Supplied records:
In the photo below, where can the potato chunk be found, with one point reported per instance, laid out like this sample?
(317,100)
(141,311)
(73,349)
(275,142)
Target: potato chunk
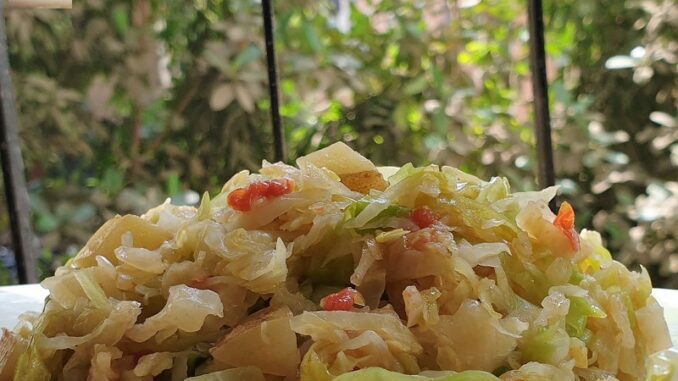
(265,340)
(109,237)
(355,171)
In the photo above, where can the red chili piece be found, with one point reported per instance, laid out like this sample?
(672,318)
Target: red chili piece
(565,221)
(242,199)
(423,217)
(340,301)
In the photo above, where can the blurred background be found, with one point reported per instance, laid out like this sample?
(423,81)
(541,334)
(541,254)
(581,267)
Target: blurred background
(123,104)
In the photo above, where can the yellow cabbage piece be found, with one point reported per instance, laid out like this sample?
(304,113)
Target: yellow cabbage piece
(185,310)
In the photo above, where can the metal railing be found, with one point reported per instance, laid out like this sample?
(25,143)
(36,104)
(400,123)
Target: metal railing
(16,192)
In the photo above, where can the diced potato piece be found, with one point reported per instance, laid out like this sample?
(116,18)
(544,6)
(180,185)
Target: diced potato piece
(109,237)
(10,350)
(338,158)
(363,182)
(388,171)
(265,341)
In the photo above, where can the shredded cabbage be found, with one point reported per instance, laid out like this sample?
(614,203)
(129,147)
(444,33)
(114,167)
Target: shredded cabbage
(335,278)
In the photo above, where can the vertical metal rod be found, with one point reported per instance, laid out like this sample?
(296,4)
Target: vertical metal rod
(279,153)
(546,172)
(13,170)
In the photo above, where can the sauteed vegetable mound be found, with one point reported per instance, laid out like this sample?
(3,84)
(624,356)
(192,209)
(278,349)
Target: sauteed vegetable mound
(336,270)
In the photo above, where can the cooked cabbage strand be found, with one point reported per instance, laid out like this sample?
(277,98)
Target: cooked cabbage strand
(330,271)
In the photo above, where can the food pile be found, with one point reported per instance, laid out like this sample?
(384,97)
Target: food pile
(336,270)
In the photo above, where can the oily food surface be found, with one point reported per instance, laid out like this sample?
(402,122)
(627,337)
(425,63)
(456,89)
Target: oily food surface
(329,271)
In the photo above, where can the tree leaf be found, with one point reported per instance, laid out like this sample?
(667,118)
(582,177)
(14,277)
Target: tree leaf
(246,56)
(244,98)
(222,96)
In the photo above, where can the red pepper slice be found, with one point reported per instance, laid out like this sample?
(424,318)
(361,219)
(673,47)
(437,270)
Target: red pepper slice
(343,300)
(242,199)
(565,222)
(423,217)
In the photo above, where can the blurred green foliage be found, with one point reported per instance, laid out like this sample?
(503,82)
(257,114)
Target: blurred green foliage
(125,103)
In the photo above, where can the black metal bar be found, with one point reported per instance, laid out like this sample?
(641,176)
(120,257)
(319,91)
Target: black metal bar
(546,171)
(13,169)
(279,153)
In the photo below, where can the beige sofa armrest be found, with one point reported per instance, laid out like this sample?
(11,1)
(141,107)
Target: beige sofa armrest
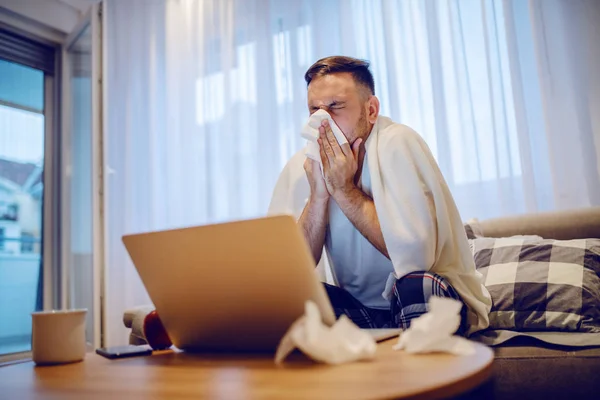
(561,225)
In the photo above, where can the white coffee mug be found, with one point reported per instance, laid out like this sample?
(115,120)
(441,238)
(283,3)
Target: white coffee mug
(58,337)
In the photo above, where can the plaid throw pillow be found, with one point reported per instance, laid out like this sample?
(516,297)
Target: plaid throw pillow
(539,285)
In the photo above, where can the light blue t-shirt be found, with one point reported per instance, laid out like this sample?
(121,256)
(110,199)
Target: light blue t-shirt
(358,266)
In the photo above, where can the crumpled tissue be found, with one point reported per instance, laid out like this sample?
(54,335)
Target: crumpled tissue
(341,343)
(434,330)
(310,132)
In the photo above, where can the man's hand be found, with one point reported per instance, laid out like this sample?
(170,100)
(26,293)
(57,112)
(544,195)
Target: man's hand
(318,189)
(340,162)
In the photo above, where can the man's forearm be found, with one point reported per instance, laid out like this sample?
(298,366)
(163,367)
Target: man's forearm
(313,222)
(360,210)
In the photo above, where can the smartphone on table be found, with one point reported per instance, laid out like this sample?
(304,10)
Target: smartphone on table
(124,351)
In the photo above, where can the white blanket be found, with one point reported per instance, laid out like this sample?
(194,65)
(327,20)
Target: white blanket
(421,225)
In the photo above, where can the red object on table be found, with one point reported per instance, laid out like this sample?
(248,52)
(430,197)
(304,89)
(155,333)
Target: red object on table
(155,332)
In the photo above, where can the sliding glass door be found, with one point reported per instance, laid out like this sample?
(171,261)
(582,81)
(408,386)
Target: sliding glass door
(21,202)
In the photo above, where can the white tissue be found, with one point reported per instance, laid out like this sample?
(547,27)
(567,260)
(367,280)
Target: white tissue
(343,342)
(310,132)
(433,331)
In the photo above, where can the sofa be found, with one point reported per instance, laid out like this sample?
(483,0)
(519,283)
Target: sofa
(526,366)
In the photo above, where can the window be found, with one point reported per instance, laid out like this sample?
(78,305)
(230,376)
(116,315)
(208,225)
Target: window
(26,113)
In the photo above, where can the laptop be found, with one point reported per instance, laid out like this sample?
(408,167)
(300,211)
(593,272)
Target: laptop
(235,286)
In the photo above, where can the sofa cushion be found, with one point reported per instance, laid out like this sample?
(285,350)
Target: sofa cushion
(539,285)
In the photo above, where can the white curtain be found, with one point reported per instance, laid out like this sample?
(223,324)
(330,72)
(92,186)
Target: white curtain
(206,97)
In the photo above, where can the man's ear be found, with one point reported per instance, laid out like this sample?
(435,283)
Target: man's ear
(372,109)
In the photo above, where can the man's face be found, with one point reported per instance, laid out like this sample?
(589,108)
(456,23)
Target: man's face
(339,95)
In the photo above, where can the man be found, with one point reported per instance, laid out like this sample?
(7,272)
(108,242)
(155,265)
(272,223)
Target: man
(379,210)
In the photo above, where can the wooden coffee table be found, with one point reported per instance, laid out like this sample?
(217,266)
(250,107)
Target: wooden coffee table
(393,374)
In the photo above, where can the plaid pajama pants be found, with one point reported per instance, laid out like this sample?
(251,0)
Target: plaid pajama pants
(410,300)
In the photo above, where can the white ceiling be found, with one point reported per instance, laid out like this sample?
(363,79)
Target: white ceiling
(61,15)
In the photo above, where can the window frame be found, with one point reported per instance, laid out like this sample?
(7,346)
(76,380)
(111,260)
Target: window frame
(34,40)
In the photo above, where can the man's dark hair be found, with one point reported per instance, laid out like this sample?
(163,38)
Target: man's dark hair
(339,64)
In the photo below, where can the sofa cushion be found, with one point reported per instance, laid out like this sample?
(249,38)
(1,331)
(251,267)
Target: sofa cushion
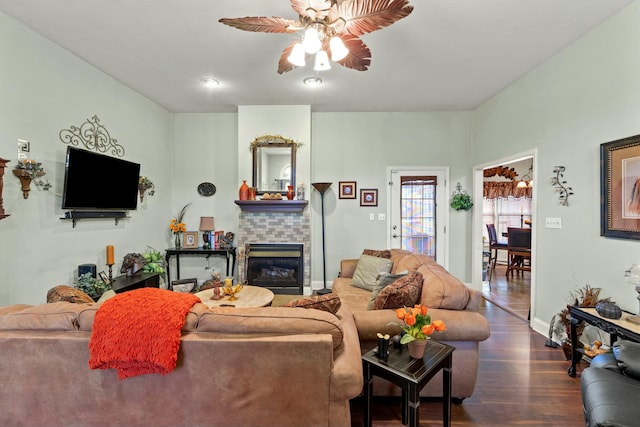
(405,291)
(368,269)
(383,280)
(270,321)
(380,254)
(442,290)
(56,316)
(328,302)
(67,293)
(396,257)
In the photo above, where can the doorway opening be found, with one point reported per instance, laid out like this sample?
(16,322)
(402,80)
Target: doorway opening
(507,191)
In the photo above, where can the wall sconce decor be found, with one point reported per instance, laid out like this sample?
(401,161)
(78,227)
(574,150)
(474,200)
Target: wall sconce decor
(559,183)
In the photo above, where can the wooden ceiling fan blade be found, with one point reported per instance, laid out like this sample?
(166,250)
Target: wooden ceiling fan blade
(314,9)
(359,57)
(366,16)
(263,24)
(284,66)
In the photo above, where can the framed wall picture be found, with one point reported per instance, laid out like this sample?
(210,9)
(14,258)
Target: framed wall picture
(620,188)
(369,197)
(103,276)
(347,189)
(190,239)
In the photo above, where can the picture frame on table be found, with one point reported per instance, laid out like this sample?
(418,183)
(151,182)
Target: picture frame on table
(103,276)
(620,188)
(369,197)
(347,189)
(190,240)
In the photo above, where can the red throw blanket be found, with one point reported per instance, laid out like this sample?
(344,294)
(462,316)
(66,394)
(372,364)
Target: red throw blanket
(138,332)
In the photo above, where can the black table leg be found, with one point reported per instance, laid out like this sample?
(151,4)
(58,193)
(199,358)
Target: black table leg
(368,391)
(413,405)
(446,398)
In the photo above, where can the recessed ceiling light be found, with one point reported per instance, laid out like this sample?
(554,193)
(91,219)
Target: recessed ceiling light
(312,81)
(210,82)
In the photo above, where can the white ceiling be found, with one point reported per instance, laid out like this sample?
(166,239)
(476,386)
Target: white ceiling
(446,55)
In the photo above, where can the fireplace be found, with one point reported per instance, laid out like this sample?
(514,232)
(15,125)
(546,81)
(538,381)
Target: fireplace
(275,266)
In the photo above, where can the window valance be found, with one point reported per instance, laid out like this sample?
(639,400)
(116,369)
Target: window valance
(502,190)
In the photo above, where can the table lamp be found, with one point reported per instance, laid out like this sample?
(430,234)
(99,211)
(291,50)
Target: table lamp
(322,187)
(206,226)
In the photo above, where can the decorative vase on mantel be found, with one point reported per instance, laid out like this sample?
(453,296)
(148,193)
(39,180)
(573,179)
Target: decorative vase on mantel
(243,193)
(417,348)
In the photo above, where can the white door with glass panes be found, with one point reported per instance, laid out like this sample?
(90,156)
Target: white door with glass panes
(418,200)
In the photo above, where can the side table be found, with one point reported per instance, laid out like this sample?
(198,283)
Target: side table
(411,375)
(614,327)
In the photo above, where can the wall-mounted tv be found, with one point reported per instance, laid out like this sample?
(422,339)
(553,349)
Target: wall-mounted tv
(95,181)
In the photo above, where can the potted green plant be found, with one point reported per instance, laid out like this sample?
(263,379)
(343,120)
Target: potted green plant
(91,286)
(460,200)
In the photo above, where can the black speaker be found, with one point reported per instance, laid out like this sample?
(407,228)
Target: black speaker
(87,268)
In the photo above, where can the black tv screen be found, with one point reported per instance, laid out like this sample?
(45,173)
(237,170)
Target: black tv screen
(96,181)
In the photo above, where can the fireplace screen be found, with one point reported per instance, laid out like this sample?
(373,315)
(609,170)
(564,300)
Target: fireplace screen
(276,266)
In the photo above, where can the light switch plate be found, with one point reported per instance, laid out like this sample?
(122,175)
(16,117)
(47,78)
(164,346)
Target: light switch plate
(553,222)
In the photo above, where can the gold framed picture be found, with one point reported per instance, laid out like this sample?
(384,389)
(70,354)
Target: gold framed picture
(620,188)
(347,189)
(190,240)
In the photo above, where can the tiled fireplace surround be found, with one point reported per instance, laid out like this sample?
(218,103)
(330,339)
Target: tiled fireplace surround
(275,227)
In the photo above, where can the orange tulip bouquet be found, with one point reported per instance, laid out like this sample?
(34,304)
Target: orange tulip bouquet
(418,324)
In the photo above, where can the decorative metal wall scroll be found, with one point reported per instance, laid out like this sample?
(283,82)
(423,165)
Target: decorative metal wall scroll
(93,136)
(559,184)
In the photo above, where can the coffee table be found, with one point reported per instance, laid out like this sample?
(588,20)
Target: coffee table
(411,375)
(249,296)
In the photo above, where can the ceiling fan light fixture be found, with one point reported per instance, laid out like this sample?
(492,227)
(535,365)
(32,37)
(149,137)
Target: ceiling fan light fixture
(322,61)
(210,82)
(297,56)
(312,81)
(311,40)
(338,49)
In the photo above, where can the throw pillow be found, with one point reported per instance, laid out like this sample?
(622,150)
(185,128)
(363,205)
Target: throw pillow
(380,254)
(368,269)
(405,291)
(383,280)
(67,293)
(328,302)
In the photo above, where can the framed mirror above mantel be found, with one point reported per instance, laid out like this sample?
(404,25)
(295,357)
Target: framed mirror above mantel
(274,164)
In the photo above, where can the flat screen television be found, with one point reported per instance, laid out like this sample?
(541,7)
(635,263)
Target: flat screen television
(94,181)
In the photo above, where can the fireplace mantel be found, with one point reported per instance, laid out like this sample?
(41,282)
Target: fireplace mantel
(272,205)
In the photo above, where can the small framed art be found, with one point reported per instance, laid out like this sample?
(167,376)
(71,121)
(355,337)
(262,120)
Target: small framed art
(190,239)
(104,277)
(347,189)
(369,197)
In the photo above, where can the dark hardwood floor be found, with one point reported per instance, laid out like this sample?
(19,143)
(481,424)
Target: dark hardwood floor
(521,382)
(513,294)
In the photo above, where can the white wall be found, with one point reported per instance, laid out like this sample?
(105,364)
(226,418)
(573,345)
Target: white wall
(586,95)
(46,89)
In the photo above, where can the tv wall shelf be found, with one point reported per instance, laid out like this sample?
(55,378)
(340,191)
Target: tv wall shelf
(76,216)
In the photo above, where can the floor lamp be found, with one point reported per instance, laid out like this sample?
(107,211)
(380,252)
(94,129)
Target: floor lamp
(322,187)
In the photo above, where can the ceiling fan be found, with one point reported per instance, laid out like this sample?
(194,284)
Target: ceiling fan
(331,28)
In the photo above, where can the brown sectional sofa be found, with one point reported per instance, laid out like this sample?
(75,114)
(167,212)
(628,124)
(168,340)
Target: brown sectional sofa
(236,366)
(448,299)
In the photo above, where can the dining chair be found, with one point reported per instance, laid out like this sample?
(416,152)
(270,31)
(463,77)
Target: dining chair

Exercise aim: Scan the data above for the word "chair". Copy every line in which it is found.

Response to this task:
In the photo above, where can the dining chair be found, with one point reported per instance, laid out like this sample?
Target: dining chair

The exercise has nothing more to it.